Passage shown:
..........
Calls quickly flooded in from fantasists professing to have levitated around their lounges together with items of their own furniture. One man even demanded compensation, saying he had risen so high when jumping upon Moore’s command that he had bumped his head on the ceiling. Back then, however, the BBC was not yet quite supine enough to kneel down and grovel for immediate forgiveness.

Radio Killed the Video Star
The Beeb did once possess a spine: Some old-time Beeb staffers were even allowed to get away with killing people. Chris Morris was one of the BBC’s finest-ever satirists, a so-called “media terrorist” who specialized in getting celebrities to say stupid things on air. In 1994, he took this to an extreme new level by providing news-bulletin-style updates about the health of the leading camera-courting Conservative Party politician and walking haircut Michael Heseltine on his radio show, along the lines of “If there is any news of the death of Michael Heseltine in the next hour, we’ll let you know.”

If you take such phrases absolutely literally, they are not actually saying Heseltine was truly dying at all (which he was not), merely making a statement of the obvious—i.e., that if any famous person dies while we’re on air, like Hezza, we’ll obviously announce the fact—but still Morris managed to dupe politicians and celebrities into contributing to the man’s fake obituary tapes, just in case.

When Heseltine himself heard these greatly exaggerated rumors of his own demise, he just laughed, but Morris’ fellow scandal-dogged BBC star, DJ and celebrity pedophile Sir Jimmy Savile, was less amused when a similar stunt was pulled on him one Boxing Day and threatened to sue the Beeb for ruining his Christmas.

“At some point he’ll actually kill someone,” joked BBC comedy producer Armando Iannucci of Morris later. “He’ll tape it, then broadcast it.” Given that it later transpired Savile was a prolific sex offender, even up to the point of abusing sick children, corpses, and dying patients in hospitals, it was a shame Iannucci’s prediction did not come true.

Dead Air
But it turns out the BBC actually has killed people down the years for real, not just as an on-air joke—and not the right ones, either, like Jimmy Savile or Michael Heseltine.
..........
Supplied information:
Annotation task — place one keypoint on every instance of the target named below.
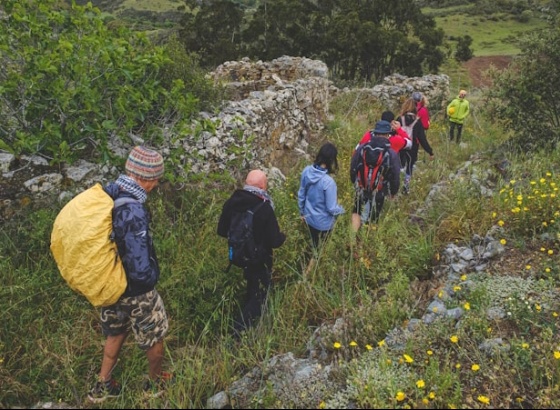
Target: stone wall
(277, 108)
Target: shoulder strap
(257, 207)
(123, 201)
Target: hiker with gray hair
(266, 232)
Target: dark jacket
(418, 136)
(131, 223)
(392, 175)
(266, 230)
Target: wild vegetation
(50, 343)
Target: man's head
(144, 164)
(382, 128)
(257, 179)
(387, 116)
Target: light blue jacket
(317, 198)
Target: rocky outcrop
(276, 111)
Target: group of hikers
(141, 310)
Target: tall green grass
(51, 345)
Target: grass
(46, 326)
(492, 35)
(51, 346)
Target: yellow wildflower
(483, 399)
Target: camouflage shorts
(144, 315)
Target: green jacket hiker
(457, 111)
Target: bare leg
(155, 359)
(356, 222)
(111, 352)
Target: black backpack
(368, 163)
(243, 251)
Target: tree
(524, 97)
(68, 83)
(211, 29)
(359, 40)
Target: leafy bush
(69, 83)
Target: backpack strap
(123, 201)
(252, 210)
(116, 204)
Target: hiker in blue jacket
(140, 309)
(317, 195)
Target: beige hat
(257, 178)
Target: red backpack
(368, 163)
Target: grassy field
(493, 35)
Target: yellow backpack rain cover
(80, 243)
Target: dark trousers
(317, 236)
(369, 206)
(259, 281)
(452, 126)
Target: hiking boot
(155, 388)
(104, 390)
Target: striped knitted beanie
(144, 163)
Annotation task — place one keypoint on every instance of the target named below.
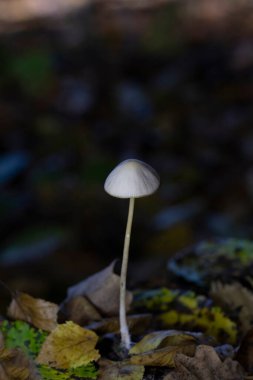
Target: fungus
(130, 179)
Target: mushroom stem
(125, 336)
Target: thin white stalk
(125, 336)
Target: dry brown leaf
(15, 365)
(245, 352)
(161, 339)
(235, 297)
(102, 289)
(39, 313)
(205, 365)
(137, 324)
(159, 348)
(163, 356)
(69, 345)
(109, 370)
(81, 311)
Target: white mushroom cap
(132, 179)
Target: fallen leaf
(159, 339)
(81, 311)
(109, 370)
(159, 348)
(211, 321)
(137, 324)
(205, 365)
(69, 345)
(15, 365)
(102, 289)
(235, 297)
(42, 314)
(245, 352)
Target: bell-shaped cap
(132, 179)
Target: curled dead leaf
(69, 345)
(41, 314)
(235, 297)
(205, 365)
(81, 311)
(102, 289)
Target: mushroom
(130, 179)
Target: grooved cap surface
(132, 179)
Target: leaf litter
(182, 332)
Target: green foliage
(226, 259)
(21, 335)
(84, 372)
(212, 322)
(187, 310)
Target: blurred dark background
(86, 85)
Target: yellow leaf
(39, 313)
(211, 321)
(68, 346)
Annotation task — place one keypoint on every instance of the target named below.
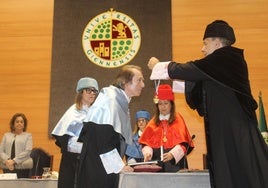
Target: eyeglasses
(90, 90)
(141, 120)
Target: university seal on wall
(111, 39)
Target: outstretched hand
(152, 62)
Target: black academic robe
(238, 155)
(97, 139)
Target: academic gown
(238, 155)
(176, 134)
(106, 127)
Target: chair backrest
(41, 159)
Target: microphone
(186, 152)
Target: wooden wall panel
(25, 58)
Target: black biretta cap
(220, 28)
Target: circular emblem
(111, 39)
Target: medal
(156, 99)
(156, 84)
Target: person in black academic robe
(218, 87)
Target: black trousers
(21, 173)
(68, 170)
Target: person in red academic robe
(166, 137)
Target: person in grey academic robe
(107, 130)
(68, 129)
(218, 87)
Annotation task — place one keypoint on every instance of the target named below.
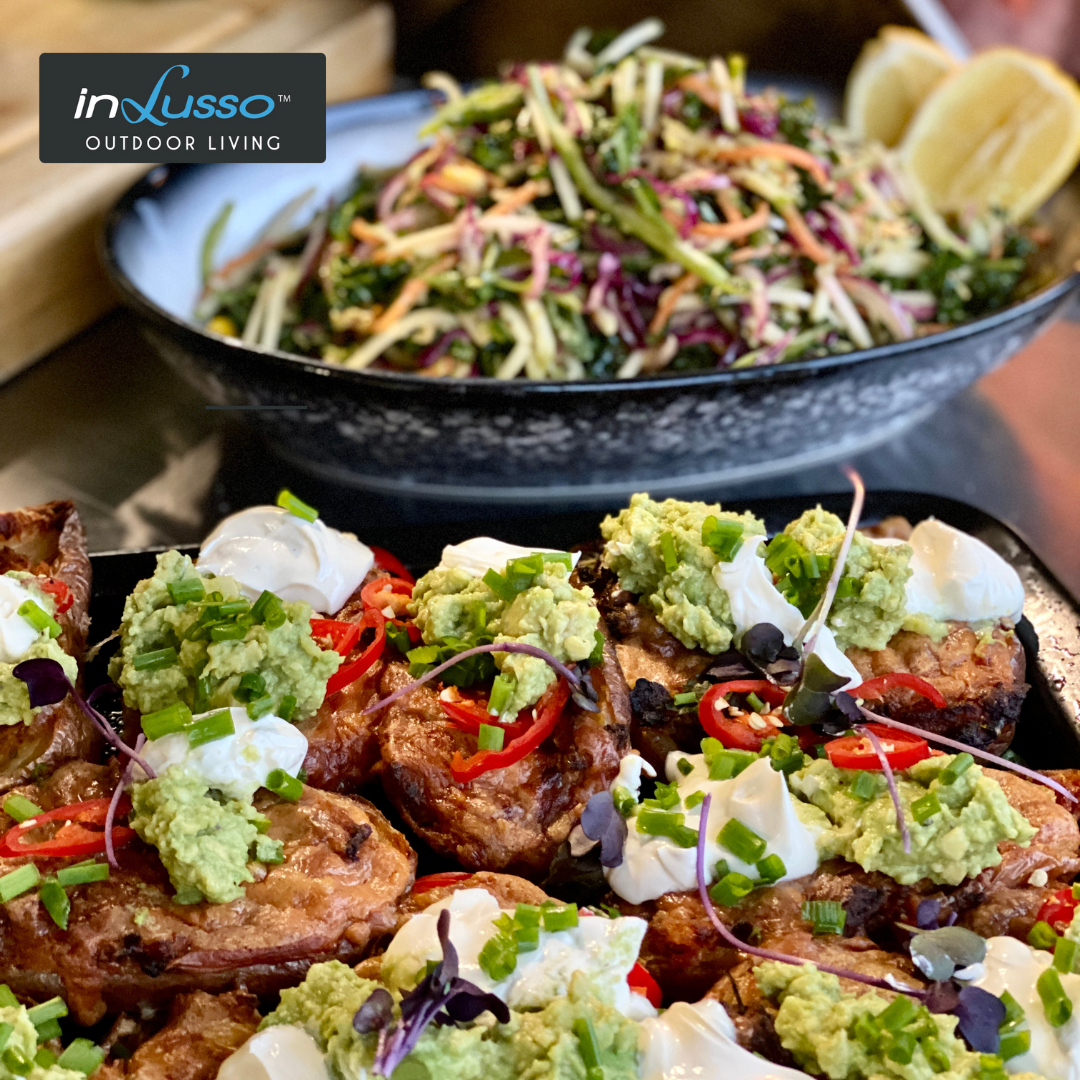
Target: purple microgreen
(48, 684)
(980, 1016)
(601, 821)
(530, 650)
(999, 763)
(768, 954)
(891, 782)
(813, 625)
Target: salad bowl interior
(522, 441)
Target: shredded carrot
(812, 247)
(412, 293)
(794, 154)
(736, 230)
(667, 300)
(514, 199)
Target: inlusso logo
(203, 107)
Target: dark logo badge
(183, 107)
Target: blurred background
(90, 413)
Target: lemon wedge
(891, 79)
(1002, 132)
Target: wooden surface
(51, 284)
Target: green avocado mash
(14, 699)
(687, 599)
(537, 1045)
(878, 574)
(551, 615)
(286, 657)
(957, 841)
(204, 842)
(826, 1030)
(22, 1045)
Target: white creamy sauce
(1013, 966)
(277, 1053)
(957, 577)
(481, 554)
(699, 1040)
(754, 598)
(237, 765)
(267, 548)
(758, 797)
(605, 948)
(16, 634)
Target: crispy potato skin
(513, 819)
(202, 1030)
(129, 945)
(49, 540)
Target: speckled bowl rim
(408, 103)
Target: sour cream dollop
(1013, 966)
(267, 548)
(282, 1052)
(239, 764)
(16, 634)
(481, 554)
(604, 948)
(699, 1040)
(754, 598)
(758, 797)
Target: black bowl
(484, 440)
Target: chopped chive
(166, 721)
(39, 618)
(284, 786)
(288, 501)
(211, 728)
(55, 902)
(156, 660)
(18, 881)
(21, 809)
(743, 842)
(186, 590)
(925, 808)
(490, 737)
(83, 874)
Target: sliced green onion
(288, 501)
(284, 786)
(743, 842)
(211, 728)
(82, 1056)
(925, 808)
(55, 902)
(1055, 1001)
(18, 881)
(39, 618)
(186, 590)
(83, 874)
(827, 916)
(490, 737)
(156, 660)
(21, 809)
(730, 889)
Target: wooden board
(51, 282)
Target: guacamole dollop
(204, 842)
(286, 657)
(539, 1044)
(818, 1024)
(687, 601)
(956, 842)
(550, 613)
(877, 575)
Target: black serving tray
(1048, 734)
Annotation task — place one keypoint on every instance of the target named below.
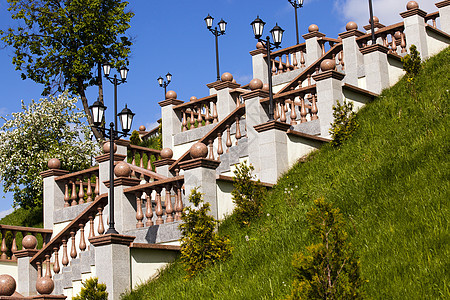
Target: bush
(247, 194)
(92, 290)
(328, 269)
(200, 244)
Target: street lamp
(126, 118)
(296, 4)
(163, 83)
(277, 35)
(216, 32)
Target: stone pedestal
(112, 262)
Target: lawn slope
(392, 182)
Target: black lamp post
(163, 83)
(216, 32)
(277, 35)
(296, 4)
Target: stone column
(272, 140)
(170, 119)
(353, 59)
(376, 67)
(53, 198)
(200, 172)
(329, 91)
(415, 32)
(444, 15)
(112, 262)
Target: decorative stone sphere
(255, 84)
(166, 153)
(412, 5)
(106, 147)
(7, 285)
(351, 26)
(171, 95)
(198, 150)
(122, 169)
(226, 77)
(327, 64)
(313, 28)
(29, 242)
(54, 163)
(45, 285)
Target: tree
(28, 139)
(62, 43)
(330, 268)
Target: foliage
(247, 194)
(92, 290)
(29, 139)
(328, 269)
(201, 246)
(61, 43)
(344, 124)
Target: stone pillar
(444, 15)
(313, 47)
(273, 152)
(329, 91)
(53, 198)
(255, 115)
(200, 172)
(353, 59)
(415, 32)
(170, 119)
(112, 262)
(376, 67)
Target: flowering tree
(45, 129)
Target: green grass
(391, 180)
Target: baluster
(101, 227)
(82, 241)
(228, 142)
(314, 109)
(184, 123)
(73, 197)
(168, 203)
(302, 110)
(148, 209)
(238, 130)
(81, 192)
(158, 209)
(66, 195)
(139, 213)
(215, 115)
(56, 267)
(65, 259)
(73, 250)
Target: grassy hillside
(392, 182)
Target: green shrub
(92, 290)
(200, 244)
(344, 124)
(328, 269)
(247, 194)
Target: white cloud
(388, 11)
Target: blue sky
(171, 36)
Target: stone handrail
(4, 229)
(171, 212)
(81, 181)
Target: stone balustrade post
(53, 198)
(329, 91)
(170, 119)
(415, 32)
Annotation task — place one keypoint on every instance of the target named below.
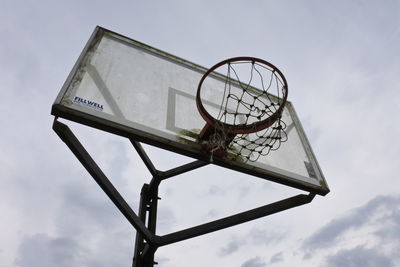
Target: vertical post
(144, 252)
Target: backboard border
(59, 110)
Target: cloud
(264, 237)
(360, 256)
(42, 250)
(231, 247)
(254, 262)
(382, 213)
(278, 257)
..........
Exercise objective: Resume the piece on BBC hoaxes and on-air stunts after its final sentence. The rows are separate material and have nothing to do with the piece on BBC hoaxes and on-air stunts.

Solved exercise:
In 1975, 50-year-old bricklayer Alex Mitchell was so amused by the sight of a Scotsman in a kilt fighting off an attack from a killer black pudding on the popular BBC sketch show The Goodies that he couldn’t stop laughing for 25 minutes straight, whereupon he collapsed and died. In a less litigation-hungry age, Mitchell’s widow then wrote to the BBC, thanking it for making her late husband’s final moments on Earth so enjoyable!

Less pleased was the family of another innocent man murdered by the BBC. The Late, Late Breakfast Show was a 1980s Saturday-evening light entertainment program hosted by superstar DJ Noel Edmonds and broadcast live on prime-time BBC1 between 1982 and 1986—until one of its contestants was killed during a stunt gone tragically wrong.

The show boasted of having the most dangerous stunts on TV, once being subjected to preemptive action from the Health and Safety Executive for its ridiculously irresponsible plan to see if a man could escape from an exploding chimney into a helicopter, whilst on another occasion a woman was shot from a cannon, breaking her arm.

In 1986, 24-year-old contestant Michael Lush took part in a challenge with the inadvertently apt title “Hang ’Em High,” bungee jumping from an explosive box 120 feet in the air whilst trying to escape from chains and a straitjacket. However, upon his first practice leap, the bungee rope came loose and he went careering into the ground, dying instantly. The show had not even arranged an ambulance to be on hand. The Late, Late Breakfast Show soon lived up to its name by being immediately canceled.

So, perhaps today’s Boring Bastards’ Club scandals are nothing much by comparison with some of those of its past after all. Come on, BBC, get back to doing what you’re actually good at again: acts of live public murder! May I humbly suggest you begin with whoever it is that commissions 99.999% of your unbelievably shitty programs at present?